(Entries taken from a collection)
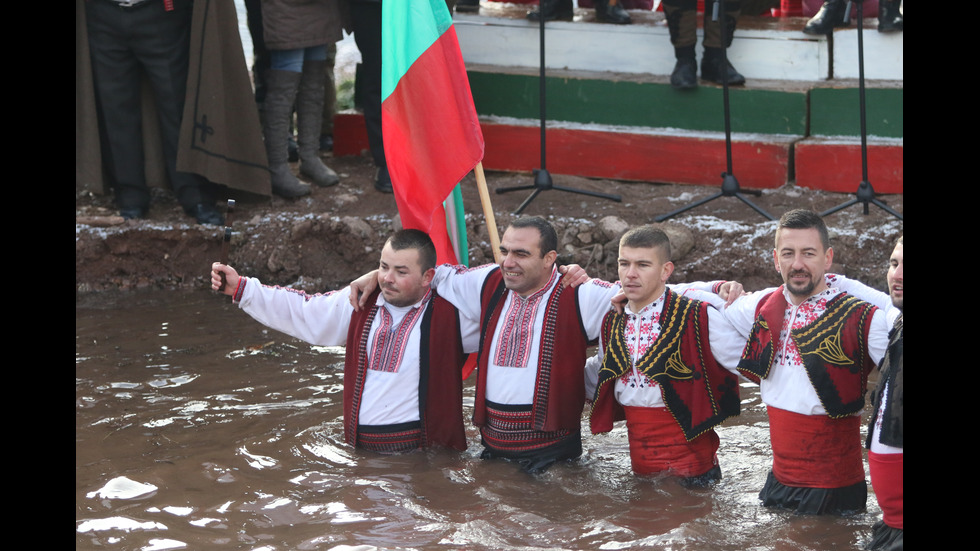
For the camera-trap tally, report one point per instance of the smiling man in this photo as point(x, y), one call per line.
point(530, 389)
point(664, 367)
point(405, 351)
point(811, 346)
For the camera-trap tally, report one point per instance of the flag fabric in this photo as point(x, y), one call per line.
point(432, 137)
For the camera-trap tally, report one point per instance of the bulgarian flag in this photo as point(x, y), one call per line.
point(432, 136)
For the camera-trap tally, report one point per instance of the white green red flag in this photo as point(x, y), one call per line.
point(431, 132)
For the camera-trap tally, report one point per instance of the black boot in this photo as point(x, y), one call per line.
point(611, 13)
point(471, 6)
point(309, 118)
point(685, 75)
point(281, 87)
point(890, 16)
point(553, 10)
point(832, 14)
point(714, 68)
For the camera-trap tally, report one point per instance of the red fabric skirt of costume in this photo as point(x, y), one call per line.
point(658, 445)
point(887, 479)
point(815, 451)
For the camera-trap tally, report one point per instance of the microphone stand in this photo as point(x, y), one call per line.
point(729, 185)
point(542, 179)
point(865, 193)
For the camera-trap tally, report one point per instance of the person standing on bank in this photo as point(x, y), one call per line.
point(130, 40)
point(296, 36)
point(682, 23)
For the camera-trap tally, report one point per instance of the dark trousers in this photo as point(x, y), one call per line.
point(126, 45)
point(366, 19)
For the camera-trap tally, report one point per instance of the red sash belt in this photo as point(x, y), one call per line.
point(815, 451)
point(510, 429)
point(888, 483)
point(658, 445)
point(389, 439)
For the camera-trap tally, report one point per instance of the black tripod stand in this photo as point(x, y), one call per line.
point(542, 179)
point(865, 193)
point(729, 185)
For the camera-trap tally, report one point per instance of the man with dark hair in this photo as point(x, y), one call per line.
point(887, 428)
point(811, 345)
point(530, 388)
point(664, 367)
point(405, 352)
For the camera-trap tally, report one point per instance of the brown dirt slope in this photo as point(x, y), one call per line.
point(323, 241)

§ **PROBLEM REQUIREMENTS**
Copy the listing lines word for word, beginning at the line that contains "of the bulgarian" and ending after the line that contains "point(431, 132)".

§ **FULL RESPONSE**
For the camera-trap tally, report one point per instance of the bulgarian flag in this photo as point(x, y), one call per line.
point(432, 136)
For the camera-trap tally, report one point per instance of the white green red flag in this photo as point(x, y), one call per line.
point(431, 132)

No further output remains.